O novo ano começa com a esperança de que o tormento do pior governo da nossa história chegue ao fim e a previsão de que a economia nos manterá em terreno árido. O ano passado nos deu uma certeza pelo avesso, a de que o Brasil, colocado no extremo de um presidente sem compaixão e sem capacidade administrativa, consegue governar a si mesmo. O país desenvolveu vacinas, se vacinou, criou consórcio de governadores, manteve-se informado, enfrentou ameaças de golpe, investigou os crimes do governo na pandemia, produziu cultura e montou uma rede de solidariedade para o combate à fome e às tragédias. Na crise aguda da falta de oxigênio em Manaus, a sociedade tentou ajudar.
É resistência que se chama. O país resistiu de inúmeras formas ao descalabro que tem sido Bolsonaro no comando. O presidente apostou no pior, jogou no conflito, investiu em pautas nefastas. Mas o saldo do ano passado é positivo, principalmente porque o socorro veio da ciência. Nos institutos brasileiros de produção de vacinas trabalhou-se duramente. Brasileiros em centros internacionais conectaram o país nas redes de desenvolvimento da imunização. O Sistema Único de Saúde venceu um ministro general que dizia não saber o que era o SUS, e um ministro sabujo que até o último dia do ano tentava retardar a vacinação de crianças. O governo foi sórdido. A sociedade resistiu. Com alta taxa de vacinação, os brasileiros aguardam a onda ômicrom mais seguros, mas ainda vigilantes.
A economia terá novo ano de estagnação, com alto desemprego. Milhões de brasileiros continuarão fazendo este ano o que fizeram nos últimos dois: criar seu próprio trabalho. A taxa de desemprego até outubro, divulgada na última semana do ano, trouxe dados mistos. Na análise do indicador, feita por Álvaro Gribel no meu blog, ficou claro que o mercado não se recuperou. A taxa de desocupação ainda é maior do que antes da crise. Havia um milhão de pessoas a menos na população ocupada. Menos brasileiros trabalhando com carteira assinada. E a renda despencou. É 6,5% menor do que em 2019 e 11% abaixo do que no ano passado.

DADOS COLETADOS:

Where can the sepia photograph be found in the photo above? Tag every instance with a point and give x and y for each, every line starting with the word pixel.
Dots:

O QUE SE PEDE:
Resuma o trecho do texto em duas frases.

RESPOSTA DO EXERCÍCIO:
O ano passado mostrou que o Brasil, mesmo sob um presidente sem compaixão e sem capacidade administrativa, resistiu e conseguiu governar a si mesmo, com o socorro vindo da ciência e do SUS e uma alta taxa de vacinação. Para o novo ano, porém, prevê-se estagnação da economia, com alto desemprego, um mercado de trabalho que não se recuperou e renda em queda.